■ Your goal ■
Render each line of the listing below as one string in a JSON list, leaving out blank lines.
═════ Records for the task
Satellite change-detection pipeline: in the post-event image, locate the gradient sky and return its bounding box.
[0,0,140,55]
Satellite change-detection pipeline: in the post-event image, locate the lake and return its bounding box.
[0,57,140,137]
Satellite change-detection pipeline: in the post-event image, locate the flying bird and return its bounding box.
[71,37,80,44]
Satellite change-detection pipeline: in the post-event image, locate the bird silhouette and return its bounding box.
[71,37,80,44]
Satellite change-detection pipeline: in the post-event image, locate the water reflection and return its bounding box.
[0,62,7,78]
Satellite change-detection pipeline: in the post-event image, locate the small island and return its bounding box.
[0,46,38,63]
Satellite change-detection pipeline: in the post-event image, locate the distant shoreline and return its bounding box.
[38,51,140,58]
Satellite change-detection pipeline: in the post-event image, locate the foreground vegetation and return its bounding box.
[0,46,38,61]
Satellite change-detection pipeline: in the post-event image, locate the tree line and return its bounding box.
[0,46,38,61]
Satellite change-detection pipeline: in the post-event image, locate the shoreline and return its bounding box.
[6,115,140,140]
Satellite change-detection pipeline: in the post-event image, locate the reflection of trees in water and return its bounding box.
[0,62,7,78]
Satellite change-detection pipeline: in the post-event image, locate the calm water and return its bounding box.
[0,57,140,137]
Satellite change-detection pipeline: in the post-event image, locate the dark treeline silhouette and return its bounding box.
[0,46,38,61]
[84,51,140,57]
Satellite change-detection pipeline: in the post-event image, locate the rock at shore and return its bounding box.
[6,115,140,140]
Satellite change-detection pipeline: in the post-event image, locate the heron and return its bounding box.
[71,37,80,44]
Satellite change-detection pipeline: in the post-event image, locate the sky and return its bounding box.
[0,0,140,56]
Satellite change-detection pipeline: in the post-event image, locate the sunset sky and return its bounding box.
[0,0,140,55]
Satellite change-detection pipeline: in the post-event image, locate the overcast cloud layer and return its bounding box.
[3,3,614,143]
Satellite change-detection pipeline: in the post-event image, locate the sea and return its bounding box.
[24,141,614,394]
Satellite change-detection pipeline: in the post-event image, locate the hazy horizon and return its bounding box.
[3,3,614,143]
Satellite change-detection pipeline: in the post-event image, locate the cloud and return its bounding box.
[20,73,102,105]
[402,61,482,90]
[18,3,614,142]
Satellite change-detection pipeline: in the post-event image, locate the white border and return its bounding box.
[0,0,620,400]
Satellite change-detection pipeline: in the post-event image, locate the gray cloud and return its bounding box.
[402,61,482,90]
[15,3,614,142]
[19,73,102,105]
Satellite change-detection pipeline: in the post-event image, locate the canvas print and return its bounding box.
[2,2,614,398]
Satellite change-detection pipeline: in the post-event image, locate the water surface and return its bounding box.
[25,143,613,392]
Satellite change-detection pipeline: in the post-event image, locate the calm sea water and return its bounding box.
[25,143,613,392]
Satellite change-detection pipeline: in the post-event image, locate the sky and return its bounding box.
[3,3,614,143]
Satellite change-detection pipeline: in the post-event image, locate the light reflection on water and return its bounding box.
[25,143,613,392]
══════════
■ The solution ■
[
  "Satellite change-detection pipeline: in the post-event image, locate the gradient sky and return its bounding box.",
  "[0,0,140,55]",
  "Satellite change-detection pipeline: in the post-event image, locate the lake and return its bounding box.",
  "[0,57,140,137]",
  "Satellite change-detection pipeline: in the post-event image, locate the flying bird and return its bounding box.",
  "[71,37,80,44]",
  "Satellite change-detection pipeline: in the post-event image, locate the bird silhouette and return its bounding box.",
  "[71,37,80,44]",
  "Satellite change-detection pipeline: in the post-event image, locate the water reflection and return its bounding box.",
  "[0,62,7,78]",
  "Satellite change-detection pipeline: in the post-event image, locate the small island and return its bounding box.",
  "[0,46,38,63]",
  "Satellite change-detection pipeline: in the post-event image, locate the distant shoreline and return its bounding box.",
  "[38,51,140,58]",
  "Satellite change-detection pipeline: in the post-event image, locate the foreground vegetation and return its bounding box.",
  "[0,46,38,61]",
  "Satellite change-detection pipeline: in the post-event image, locate the tree line and return its bounding box.",
  "[0,46,38,61]",
  "Satellite change-detection pipeline: in the post-event image, locate the shoreline and return its bounding box.",
  "[6,115,140,140]",
  "Satellite change-detection pipeline: in the post-event image, locate the reflection of trees in water and return its bounding box.",
  "[0,62,7,78]",
  "Satellite change-detection pipeline: in the post-event image, locate the calm water and return its bounding box.",
  "[0,57,140,137]",
  "Satellite change-detection pipeline: in the post-event image, locate the dark treeline silhouette and return its bounding box.",
  "[0,46,38,61]",
  "[84,51,140,57]",
  "Satellite change-detection pipeline: in the post-event image, locate the rock at shore and return its bounding box.",
  "[6,115,140,140]",
  "Satellite change-detection pipeline: in the post-event image, locate the heron and return its bounding box.",
  "[71,37,80,44]",
  "Satellite change-detection pipeline: in the post-event image, locate the sky and return its bounding box.",
  "[0,0,140,56]",
  "Satellite change-detection pipeline: in the post-event image, locate the sunset sky and return its bounding box.",
  "[0,0,140,55]",
  "Satellite change-detection pipeline: in the post-event image, locate the overcast cloud layer and return its bounding box.",
  "[3,3,614,143]",
  "Satellite change-detection pipeline: in the post-event image, locate the sea and return its bounding box.",
  "[24,141,614,394]",
  "Satellite change-detection pipeline: in the post-event image, locate the hazy horizon and return its bounding box.",
  "[3,3,614,143]",
  "Satellite change-detection pipeline: in the post-event image, locate the cloud and return its bounding box.",
  "[20,73,102,105]",
  "[402,61,482,90]",
  "[18,3,614,142]",
  "Satellite change-detection pipeline: in the post-event image, locate the white border and return its bounding box.",
  "[0,0,620,400]",
  "Satellite change-detection pipeline: in the post-event image, locate the gray cloud and return its bounding box.",
  "[402,61,482,90]",
  "[15,3,614,142]",
  "[19,73,102,105]",
  "Satellite change-detection pipeline: in the post-event image, locate the canvas print and return its bounding box.",
  "[2,2,614,398]",
  "Satellite change-detection pipeline: in the post-event image, locate the water surface and return its bounding box.",
  "[25,143,613,392]",
  "Satellite change-detection pipeline: in the post-event image, locate the calm sea water and return its bounding box.",
  "[25,143,613,392]",
  "Satellite change-detection pipeline: in the post-event image, locate the sky and return its bounding box.",
  "[3,3,614,143]",
  "Satellite change-detection pipeline: in the post-event image, locate the light reflection on water and return its bounding box.",
  "[25,143,613,392]"
]